━━ Data for the task
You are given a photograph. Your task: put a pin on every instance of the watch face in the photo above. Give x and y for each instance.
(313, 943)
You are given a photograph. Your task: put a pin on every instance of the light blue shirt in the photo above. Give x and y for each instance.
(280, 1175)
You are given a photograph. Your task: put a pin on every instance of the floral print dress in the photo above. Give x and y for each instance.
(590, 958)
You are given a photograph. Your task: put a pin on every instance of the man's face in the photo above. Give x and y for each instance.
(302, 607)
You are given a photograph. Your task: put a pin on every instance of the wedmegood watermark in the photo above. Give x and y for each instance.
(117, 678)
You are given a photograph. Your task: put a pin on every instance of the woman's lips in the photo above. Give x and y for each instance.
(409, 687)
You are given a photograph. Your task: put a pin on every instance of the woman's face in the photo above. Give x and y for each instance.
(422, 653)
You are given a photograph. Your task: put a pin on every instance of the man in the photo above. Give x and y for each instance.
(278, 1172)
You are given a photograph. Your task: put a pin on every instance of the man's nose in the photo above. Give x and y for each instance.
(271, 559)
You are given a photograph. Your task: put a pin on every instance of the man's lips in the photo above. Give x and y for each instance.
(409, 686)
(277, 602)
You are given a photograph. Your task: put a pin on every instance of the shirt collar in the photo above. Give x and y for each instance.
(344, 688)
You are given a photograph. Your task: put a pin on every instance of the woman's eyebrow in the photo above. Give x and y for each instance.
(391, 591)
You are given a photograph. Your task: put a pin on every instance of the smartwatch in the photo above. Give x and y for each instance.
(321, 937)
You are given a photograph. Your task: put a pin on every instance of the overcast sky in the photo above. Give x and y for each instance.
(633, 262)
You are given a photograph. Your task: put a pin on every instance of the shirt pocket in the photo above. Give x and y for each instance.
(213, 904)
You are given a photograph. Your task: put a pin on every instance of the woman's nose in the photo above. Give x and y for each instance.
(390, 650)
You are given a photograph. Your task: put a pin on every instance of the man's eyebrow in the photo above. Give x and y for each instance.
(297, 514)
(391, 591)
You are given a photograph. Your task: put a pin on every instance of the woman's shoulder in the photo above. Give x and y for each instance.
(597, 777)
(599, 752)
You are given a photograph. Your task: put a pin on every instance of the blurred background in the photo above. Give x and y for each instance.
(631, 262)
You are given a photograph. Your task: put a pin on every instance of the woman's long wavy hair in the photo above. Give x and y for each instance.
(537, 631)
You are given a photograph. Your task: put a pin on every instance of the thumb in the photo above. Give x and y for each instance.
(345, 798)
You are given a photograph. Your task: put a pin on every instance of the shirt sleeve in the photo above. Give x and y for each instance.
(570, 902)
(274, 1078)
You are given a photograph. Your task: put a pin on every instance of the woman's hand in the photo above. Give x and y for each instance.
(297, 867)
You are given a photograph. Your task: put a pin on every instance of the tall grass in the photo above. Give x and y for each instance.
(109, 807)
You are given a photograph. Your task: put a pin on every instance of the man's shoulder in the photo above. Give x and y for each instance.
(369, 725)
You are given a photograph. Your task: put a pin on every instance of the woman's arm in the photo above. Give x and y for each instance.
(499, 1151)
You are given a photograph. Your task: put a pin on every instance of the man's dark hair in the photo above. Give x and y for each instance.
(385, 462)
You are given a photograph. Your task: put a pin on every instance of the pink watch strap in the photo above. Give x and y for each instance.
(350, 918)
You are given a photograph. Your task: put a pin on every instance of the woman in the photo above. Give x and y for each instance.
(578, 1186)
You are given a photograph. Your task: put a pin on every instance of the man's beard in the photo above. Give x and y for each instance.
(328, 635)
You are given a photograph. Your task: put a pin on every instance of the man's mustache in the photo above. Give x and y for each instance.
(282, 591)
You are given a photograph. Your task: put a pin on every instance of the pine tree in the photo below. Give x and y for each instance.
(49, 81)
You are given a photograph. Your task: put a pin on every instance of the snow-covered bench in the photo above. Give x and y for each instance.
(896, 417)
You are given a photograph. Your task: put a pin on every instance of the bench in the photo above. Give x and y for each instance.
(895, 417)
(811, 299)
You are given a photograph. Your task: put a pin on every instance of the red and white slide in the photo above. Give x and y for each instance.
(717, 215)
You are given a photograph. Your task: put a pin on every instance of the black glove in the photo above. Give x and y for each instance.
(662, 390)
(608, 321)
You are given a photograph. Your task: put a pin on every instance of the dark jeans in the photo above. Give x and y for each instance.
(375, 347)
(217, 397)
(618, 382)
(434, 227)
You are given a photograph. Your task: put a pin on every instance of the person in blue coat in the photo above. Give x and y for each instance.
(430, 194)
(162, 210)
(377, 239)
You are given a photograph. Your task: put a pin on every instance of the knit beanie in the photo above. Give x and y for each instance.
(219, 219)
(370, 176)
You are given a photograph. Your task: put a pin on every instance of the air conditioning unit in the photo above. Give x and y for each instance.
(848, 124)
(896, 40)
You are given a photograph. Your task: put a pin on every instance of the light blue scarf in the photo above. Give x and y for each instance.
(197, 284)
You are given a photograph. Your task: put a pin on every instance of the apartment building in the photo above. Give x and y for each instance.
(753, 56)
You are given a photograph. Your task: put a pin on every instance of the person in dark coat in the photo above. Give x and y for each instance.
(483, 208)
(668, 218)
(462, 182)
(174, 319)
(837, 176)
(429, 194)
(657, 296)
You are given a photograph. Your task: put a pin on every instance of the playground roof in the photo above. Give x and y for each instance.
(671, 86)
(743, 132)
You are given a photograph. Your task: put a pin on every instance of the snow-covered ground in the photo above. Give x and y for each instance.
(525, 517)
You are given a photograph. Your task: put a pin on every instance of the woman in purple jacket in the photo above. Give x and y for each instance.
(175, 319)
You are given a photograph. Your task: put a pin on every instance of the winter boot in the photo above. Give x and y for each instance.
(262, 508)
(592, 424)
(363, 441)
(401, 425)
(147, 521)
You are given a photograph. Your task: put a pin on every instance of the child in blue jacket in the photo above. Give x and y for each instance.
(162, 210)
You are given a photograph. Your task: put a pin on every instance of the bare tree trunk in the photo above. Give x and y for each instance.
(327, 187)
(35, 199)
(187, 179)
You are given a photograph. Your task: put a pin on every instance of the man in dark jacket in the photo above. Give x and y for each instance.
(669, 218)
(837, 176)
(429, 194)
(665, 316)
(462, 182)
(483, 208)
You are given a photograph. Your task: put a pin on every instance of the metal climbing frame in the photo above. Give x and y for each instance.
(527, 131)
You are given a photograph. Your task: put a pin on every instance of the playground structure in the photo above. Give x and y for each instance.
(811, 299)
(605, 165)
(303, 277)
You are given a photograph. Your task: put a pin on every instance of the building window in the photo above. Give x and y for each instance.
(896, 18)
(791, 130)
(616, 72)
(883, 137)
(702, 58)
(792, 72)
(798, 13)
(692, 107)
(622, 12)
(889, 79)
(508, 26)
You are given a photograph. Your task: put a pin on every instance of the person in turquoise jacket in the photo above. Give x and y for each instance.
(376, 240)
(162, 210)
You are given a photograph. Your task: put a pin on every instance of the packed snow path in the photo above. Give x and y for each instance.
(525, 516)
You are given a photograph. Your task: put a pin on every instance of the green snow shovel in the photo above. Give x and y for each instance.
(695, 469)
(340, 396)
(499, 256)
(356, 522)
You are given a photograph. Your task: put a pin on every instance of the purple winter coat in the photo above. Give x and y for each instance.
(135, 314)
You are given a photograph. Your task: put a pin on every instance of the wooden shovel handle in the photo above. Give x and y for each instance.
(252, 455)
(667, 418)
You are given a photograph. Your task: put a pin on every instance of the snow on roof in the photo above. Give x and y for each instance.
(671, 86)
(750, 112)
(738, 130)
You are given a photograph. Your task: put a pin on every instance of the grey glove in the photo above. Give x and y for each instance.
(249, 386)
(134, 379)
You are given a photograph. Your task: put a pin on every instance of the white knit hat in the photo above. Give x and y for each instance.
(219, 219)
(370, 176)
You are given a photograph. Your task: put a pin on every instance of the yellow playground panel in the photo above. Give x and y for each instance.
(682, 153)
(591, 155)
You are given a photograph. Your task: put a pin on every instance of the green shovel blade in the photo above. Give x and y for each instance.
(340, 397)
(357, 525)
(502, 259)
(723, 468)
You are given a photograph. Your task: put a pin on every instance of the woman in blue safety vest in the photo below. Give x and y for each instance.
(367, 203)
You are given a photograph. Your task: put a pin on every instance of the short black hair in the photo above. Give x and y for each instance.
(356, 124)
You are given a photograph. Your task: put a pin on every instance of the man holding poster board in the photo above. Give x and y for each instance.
━━━━
### [What is expected]
Each line, starting with the one that holds "of the grey" and ending with the last line of the listing, is to be restated exactly.

### [Reply]
You are given a photograph. Your task: put a pin on every instance of the grey glove in the photo above. Give x and y for each instance.
(249, 386)
(134, 379)
You are given a photograph. Your task: put a pin on every instance of the white knit hat in the photo above. Give x and y for each instance.
(219, 219)
(370, 176)
You are given a photograph. Your task: put a pin on every instance of the yellow playground panel in the photo above. Give x and y for each instance.
(682, 153)
(591, 155)
You are given a photograph. Your task: put a pin on every instance of the green shovel blade in the photo above. Give x and y for each instance.
(340, 397)
(357, 525)
(502, 259)
(723, 468)
You are given a photograph. Your task: put a pin on every instance of the woman in blue safety vest in the photo below. Give x and y for each instance.
(367, 203)
You are given a photograph. Your task: put a pin on every instance of the short black hair in the photo above. Give x and y for each instance.
(356, 124)
You are given a photograph. Your task: put a pin on every instance of the man holding poster board in the photo above. Give x and y for each instance.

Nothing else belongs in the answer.